### [REQUIRED WORK]
Rewrite the entries from the line containing "Q: innermost point of each instance of the head" through the end of the entries, inclusive, replacing "wooden" with "oak" and leaving everything else unchanged.

### [DATA ENTRIES]

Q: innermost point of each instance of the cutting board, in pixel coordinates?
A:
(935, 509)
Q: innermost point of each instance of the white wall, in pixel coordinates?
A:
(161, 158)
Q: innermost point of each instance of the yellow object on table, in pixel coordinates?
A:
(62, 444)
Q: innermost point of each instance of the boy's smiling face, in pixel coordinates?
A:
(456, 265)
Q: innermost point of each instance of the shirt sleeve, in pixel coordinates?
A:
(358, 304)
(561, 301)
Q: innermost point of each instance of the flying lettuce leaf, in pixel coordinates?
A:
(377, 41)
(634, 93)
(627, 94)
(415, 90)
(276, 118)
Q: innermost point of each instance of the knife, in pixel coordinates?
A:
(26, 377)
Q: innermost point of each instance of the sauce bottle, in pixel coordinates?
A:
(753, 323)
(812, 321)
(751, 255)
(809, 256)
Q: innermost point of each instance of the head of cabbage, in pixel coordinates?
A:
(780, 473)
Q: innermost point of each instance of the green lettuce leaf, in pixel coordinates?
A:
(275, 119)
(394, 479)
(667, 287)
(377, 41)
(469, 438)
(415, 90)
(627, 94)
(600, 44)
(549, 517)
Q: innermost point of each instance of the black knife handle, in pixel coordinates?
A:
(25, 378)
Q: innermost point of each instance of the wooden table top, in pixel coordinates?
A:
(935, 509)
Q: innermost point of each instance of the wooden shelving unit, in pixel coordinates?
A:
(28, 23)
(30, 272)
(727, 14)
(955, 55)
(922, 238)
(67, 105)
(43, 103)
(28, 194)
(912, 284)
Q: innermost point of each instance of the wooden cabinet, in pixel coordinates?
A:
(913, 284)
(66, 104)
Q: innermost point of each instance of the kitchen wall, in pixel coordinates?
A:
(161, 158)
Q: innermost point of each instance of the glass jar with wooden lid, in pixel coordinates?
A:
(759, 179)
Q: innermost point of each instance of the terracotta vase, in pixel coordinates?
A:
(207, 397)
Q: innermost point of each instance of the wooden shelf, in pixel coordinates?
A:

### [FINAL RESULT]
Q: innermost point of each instance of the head of cabbage, in pixel coordinates?
A:
(780, 473)
Q: innermost point of each instance of the green lettuce leaf, in pixel coordinates?
A:
(275, 119)
(394, 479)
(667, 287)
(377, 41)
(469, 438)
(415, 90)
(627, 94)
(600, 44)
(549, 517)
Q: innermost point of each instance of the black knife handle, in pixel coordinates?
A:
(25, 378)
Q: innermost point of each instance of the oak table top, in pixel coordinates?
A:
(935, 509)
Q: innermost point of each instance of the oak shelving unit, in pixel coordinates?
A:
(28, 23)
(30, 272)
(727, 14)
(955, 55)
(922, 238)
(67, 105)
(43, 103)
(28, 194)
(912, 284)
Q: innermost point of each instance of the oak cabinet, in pixel coordinates?
A:
(913, 284)
(66, 104)
Q: innermost point of each instance of the kitchen wall, in pixel coordinates?
A:
(161, 158)
Q: innermost point of each instance of the glass jar with oak lid, in pixel coordinates?
A:
(759, 179)
Q: innermost point of each instance of the terracotta vase, in pixel coordinates?
A:
(207, 397)
Q: innermost point of each instance of the oak shelf, in pixel coordinates?
A:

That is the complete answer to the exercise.